→ PROVIDED INFORMATION
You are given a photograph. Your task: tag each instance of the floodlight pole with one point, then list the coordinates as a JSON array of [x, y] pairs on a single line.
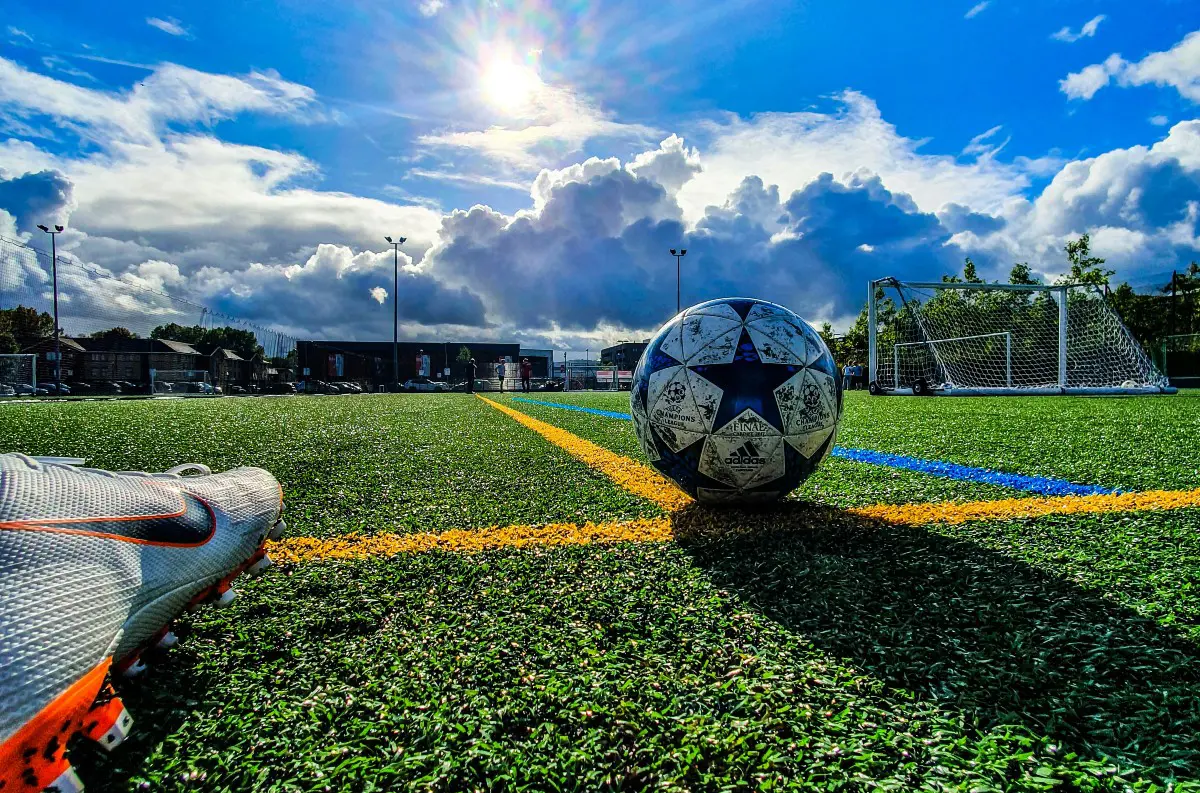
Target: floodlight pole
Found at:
[[54, 271], [395, 308], [678, 254]]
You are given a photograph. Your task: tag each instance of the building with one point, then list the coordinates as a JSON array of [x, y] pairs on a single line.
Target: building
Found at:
[[133, 359], [624, 355], [371, 361], [43, 347], [543, 361], [227, 368]]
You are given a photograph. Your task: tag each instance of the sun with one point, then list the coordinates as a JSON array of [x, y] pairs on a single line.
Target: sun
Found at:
[[509, 85]]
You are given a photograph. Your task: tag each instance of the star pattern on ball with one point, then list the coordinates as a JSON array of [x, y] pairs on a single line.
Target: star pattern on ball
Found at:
[[736, 401]]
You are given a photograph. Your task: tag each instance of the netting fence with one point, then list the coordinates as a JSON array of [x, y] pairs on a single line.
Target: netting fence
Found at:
[[977, 337], [117, 329]]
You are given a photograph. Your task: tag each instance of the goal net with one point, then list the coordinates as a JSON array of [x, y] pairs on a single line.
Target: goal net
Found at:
[[180, 382], [19, 373], [969, 338]]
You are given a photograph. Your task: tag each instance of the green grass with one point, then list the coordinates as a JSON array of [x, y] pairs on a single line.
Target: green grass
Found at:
[[384, 463], [1038, 654]]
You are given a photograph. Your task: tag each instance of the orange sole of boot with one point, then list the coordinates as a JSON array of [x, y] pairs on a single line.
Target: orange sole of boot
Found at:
[[35, 756]]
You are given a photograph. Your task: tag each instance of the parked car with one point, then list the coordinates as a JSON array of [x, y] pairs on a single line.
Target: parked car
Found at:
[[425, 384]]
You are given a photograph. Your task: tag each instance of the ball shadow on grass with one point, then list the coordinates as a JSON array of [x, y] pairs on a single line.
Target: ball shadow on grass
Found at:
[[982, 634]]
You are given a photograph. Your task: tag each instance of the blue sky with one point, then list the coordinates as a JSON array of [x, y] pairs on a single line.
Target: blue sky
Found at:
[[208, 149]]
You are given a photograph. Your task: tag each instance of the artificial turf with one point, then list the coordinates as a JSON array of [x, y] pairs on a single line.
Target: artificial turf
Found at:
[[1060, 653]]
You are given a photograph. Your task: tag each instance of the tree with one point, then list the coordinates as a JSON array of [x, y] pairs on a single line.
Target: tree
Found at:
[[27, 323], [1085, 268], [969, 271], [114, 332], [1021, 275]]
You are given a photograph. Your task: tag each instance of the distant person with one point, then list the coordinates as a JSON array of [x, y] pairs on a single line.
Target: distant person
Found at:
[[526, 374]]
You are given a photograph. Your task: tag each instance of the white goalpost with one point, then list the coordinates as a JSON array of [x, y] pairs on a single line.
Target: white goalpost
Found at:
[[993, 338], [19, 373]]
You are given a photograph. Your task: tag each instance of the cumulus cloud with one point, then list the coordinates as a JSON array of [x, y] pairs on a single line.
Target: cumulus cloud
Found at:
[[791, 149], [1086, 31], [1177, 67], [552, 121], [977, 8], [171, 94], [169, 25], [802, 208], [45, 197], [430, 7]]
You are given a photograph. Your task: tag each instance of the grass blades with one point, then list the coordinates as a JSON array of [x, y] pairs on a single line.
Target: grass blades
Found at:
[[817, 660], [358, 464]]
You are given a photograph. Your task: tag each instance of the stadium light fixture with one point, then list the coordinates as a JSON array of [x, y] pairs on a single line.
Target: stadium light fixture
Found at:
[[395, 308], [678, 254], [54, 274]]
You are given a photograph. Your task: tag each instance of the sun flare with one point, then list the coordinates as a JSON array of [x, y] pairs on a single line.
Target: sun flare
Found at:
[[509, 85]]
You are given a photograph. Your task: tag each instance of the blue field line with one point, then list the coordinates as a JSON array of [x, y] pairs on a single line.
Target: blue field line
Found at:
[[1043, 485], [563, 406]]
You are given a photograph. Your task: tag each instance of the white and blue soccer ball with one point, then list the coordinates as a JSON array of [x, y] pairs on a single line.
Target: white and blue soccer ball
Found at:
[[737, 401]]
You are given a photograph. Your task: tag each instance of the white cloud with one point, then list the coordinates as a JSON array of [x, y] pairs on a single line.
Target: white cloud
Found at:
[[558, 124], [1085, 83], [1177, 67], [979, 148], [431, 7], [1086, 31], [171, 94], [977, 8], [791, 149], [169, 25]]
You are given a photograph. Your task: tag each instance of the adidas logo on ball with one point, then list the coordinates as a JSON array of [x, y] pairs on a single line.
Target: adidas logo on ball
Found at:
[[745, 455]]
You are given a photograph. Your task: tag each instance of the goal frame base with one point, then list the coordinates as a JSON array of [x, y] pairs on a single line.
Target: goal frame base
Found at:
[[1149, 390]]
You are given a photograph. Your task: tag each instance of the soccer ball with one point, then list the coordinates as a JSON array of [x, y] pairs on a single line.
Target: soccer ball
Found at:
[[737, 401]]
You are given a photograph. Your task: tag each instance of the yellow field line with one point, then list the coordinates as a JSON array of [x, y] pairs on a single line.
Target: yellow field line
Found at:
[[634, 476], [1017, 508], [715, 522], [355, 546]]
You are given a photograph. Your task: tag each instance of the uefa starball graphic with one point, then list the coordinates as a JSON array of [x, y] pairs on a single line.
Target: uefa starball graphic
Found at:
[[737, 401]]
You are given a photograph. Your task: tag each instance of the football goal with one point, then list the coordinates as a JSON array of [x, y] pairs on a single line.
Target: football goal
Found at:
[[993, 338], [18, 373]]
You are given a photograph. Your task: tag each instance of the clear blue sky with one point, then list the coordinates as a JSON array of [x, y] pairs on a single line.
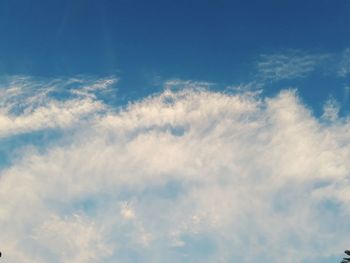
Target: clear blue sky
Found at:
[[140, 41]]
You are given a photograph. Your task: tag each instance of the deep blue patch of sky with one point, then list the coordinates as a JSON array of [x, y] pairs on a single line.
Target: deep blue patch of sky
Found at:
[[145, 42]]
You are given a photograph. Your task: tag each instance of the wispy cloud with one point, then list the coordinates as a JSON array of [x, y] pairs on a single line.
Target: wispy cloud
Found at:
[[344, 66], [290, 64], [182, 176], [29, 105]]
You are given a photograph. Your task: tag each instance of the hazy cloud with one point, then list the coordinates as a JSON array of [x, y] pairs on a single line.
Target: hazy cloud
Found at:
[[183, 176], [291, 64]]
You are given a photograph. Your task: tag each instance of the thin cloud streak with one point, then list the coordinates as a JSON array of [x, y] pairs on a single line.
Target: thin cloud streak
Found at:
[[183, 176]]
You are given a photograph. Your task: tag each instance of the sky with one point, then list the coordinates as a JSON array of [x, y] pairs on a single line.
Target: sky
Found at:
[[174, 131]]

→ EXERCISE OBJECTIVE
Rewrite the part that opens with the line containing "of the wispy" and closes with the last line, keeping every line and shifting each coordinate in the answers by adding 134 to it.

→ EXERCISE SOLUTION
You are given a photograph. Your task: tag each instance of the wispy cloud with one point, then list the coordinates as a JSON array of [x, y] pairs on a single line.
Target: wispy cloud
Found at:
[[478, 200], [424, 198], [316, 310], [163, 239]]
You are given a photograph. Your task: tag each instance of the hazy cloud with one point, then list the coordinates as a JSON array of [x, y] pairs on a single line.
Target: hazy cloud
Found at:
[[317, 310], [425, 198]]
You are given a photograph. Your task: tag each instance of the thin cloud streak with one point, then list the coordinates as a JSON array of [x, y] pairs on a single line.
Target: thin cloud streak
Found at:
[[317, 310]]
You are given a photograph. Your task: tag each instance of the sky with one point, then list the coordinates as a JSON array of [x, y] pairs on a single line.
Target: sky
Found at:
[[308, 265]]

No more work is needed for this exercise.